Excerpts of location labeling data
▼
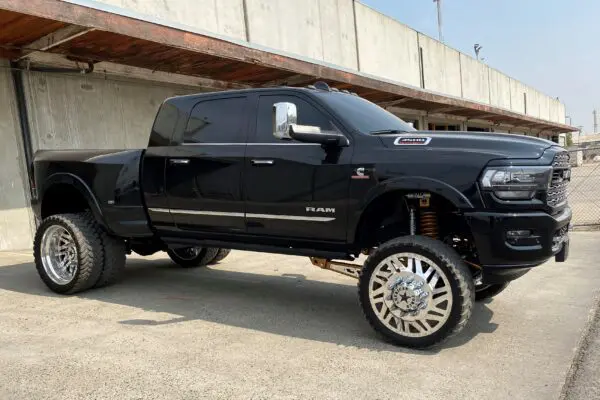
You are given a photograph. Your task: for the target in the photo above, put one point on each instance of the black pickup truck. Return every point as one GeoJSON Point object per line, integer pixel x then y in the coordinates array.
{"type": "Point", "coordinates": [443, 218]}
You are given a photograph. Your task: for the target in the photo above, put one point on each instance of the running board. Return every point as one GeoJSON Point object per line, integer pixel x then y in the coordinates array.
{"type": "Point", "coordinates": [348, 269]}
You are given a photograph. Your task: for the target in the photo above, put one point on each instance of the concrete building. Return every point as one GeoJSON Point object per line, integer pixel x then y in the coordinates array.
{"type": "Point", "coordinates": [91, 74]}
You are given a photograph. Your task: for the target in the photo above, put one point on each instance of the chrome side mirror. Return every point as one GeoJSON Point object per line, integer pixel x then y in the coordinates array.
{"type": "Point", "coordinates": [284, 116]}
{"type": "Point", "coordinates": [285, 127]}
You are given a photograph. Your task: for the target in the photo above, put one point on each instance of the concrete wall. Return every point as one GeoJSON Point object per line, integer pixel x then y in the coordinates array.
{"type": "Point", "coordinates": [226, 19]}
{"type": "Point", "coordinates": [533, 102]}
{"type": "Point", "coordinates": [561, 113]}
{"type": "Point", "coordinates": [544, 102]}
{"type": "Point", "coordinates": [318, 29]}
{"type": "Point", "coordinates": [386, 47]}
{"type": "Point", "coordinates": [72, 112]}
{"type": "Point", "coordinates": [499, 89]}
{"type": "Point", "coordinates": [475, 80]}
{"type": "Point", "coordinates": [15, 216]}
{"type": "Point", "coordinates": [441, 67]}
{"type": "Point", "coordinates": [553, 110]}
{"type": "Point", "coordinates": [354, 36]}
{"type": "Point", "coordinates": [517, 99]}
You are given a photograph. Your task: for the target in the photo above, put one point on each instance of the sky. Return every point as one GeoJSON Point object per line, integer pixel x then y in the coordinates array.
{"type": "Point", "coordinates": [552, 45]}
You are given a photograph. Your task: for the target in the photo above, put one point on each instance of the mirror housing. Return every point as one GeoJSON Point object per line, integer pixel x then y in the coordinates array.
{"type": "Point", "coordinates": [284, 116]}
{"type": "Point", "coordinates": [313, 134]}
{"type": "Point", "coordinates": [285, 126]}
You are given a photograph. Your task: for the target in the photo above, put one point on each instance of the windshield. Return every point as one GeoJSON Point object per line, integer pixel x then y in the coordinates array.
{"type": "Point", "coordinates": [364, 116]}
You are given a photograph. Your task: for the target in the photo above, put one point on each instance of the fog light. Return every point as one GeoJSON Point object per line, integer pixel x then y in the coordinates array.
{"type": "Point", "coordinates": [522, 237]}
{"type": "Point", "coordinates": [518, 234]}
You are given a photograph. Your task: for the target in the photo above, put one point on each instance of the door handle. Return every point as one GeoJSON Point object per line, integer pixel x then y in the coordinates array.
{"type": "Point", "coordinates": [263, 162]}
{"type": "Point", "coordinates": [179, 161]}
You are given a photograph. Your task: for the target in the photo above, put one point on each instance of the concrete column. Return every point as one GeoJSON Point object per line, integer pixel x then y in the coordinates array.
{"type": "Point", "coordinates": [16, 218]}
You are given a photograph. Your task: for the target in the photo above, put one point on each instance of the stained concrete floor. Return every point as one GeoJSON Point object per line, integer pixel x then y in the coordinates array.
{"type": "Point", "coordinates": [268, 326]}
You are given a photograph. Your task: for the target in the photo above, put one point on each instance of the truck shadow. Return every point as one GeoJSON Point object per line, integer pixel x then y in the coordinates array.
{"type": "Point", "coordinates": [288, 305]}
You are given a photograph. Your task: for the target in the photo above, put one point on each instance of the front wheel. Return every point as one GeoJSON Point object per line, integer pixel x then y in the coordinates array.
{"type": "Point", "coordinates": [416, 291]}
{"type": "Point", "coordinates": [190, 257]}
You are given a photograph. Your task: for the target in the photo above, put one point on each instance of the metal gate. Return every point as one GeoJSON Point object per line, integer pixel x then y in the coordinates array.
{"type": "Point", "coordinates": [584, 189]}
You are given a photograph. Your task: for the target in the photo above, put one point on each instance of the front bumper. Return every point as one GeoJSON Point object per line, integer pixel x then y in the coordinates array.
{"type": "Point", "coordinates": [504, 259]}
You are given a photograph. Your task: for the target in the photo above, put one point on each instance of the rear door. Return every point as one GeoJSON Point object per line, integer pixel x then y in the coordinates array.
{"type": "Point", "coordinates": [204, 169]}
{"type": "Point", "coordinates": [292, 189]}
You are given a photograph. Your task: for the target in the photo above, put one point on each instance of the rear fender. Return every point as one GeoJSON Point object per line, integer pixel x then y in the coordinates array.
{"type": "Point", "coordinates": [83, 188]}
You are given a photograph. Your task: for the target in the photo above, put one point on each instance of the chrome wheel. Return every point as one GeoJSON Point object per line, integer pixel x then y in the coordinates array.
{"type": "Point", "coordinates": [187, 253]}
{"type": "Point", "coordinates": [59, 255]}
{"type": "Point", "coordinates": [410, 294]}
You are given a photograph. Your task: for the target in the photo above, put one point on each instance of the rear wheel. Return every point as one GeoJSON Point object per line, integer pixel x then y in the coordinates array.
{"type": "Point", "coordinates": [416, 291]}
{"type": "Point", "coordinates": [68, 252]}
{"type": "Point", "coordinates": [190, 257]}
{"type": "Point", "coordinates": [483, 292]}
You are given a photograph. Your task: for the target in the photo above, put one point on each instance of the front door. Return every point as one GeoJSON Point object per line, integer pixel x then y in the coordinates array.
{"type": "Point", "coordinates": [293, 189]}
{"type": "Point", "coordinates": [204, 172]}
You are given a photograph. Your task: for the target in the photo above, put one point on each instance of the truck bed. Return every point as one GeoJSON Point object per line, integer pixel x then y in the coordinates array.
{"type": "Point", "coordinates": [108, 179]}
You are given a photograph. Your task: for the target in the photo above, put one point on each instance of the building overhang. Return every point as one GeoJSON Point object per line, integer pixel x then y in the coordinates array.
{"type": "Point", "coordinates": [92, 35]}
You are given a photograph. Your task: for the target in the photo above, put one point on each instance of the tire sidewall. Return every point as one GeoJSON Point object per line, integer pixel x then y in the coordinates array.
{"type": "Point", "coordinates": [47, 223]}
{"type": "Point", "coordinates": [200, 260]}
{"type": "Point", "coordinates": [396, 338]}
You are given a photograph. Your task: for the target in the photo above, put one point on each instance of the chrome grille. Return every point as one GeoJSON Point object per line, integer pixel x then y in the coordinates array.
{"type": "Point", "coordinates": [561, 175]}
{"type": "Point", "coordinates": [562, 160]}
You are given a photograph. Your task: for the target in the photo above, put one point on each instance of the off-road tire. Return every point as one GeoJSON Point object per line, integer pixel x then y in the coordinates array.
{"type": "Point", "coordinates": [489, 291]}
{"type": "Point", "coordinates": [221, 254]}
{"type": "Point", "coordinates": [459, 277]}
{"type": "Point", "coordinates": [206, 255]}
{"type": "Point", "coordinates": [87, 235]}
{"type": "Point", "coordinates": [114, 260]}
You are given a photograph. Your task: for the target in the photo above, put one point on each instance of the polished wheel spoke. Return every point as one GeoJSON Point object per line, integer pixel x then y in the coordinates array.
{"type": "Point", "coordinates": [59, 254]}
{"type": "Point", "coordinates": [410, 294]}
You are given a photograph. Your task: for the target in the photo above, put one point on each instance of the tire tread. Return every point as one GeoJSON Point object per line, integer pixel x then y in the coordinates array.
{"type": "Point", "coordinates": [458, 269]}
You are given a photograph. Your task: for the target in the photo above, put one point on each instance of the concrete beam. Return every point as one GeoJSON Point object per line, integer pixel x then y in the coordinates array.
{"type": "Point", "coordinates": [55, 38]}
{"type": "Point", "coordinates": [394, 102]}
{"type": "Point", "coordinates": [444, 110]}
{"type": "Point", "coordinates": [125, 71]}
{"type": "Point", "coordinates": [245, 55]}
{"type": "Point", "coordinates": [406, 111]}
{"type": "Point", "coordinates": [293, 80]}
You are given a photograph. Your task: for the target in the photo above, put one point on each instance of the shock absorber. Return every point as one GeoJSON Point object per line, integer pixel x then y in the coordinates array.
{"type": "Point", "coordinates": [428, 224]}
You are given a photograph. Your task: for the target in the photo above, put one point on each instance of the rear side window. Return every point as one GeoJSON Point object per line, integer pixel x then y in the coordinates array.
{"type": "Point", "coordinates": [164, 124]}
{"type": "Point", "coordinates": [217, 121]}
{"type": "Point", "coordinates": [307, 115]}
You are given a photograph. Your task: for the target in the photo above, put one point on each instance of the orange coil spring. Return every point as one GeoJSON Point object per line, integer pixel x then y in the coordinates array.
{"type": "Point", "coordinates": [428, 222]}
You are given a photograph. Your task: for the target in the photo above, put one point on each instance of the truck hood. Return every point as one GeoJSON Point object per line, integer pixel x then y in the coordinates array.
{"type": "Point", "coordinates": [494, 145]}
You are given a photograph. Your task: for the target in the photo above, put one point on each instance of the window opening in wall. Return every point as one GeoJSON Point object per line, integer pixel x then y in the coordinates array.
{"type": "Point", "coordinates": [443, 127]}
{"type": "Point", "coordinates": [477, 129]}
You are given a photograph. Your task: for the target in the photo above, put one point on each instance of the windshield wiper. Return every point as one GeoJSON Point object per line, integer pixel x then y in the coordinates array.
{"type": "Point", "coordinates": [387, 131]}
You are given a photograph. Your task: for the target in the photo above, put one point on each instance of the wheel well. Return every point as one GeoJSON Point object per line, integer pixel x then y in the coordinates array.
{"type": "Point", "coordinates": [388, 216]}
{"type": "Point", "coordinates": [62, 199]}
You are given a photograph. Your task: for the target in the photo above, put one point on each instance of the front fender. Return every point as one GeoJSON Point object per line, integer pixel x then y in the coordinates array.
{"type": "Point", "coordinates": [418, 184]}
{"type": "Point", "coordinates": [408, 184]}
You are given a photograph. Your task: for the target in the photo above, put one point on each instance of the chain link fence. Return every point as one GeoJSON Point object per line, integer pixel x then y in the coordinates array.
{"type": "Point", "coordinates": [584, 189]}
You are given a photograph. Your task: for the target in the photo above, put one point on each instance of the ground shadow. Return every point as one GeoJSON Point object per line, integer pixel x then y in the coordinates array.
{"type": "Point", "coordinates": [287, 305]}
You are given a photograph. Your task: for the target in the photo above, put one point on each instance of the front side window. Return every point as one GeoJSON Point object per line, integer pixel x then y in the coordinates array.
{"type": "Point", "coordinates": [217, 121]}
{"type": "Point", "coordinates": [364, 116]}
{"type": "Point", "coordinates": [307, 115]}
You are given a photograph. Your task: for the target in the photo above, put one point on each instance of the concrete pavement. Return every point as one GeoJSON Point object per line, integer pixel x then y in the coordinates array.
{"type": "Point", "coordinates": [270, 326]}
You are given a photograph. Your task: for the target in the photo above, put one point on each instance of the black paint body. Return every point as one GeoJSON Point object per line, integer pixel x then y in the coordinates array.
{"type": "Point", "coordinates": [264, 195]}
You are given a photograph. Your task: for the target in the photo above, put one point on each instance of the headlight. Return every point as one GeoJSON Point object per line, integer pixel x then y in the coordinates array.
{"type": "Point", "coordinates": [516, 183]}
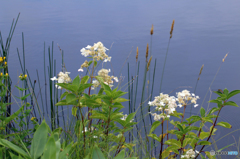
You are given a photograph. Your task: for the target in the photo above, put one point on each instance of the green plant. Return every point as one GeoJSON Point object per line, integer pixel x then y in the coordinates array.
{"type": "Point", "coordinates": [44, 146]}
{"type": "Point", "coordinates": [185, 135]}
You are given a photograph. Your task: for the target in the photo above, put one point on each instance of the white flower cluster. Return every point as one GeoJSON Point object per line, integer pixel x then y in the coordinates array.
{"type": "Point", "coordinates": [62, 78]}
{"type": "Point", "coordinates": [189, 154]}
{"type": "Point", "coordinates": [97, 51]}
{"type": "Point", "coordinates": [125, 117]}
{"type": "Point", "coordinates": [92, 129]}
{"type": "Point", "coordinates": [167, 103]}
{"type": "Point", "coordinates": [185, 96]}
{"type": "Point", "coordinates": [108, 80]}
▲
**Task goal**
Quote exactly, and only, the lines from the line containing "the black paint" through the final line of the records above, both included, omitting any pictures.

**Reply to the exercise**
You are given a photograph. Your task: for the target in the photo above, put one point on each instance of the black paint body. Return every point as one GeoJSON Point object per line, integer pixel x then y in the coordinates array.
{"type": "Point", "coordinates": [264, 195]}
You are given a photograph. Your task: for the target in the photo above, put one point on each instance of the headlight. Return every point as one GeoJSON Point object per line, integer pixel x then y in the coordinates array.
{"type": "Point", "coordinates": [516, 183]}
You are given a photograph. Your task: for the target in the photo above, put one point on each instance of the green plant. Return every point as one GeoJSON Point object per line, integer pixel x then y in the coordinates array.
{"type": "Point", "coordinates": [44, 146]}
{"type": "Point", "coordinates": [185, 135]}
You are given a photograph. Your task: for the target in the photo above, put one point on each instance of the white flower cluster. Return every point as one GeoJSON Point object per line, integer pixel x then y in the coordinates array.
{"type": "Point", "coordinates": [62, 78]}
{"type": "Point", "coordinates": [189, 154]}
{"type": "Point", "coordinates": [97, 51]}
{"type": "Point", "coordinates": [125, 117]}
{"type": "Point", "coordinates": [92, 129]}
{"type": "Point", "coordinates": [167, 103]}
{"type": "Point", "coordinates": [185, 96]}
{"type": "Point", "coordinates": [108, 80]}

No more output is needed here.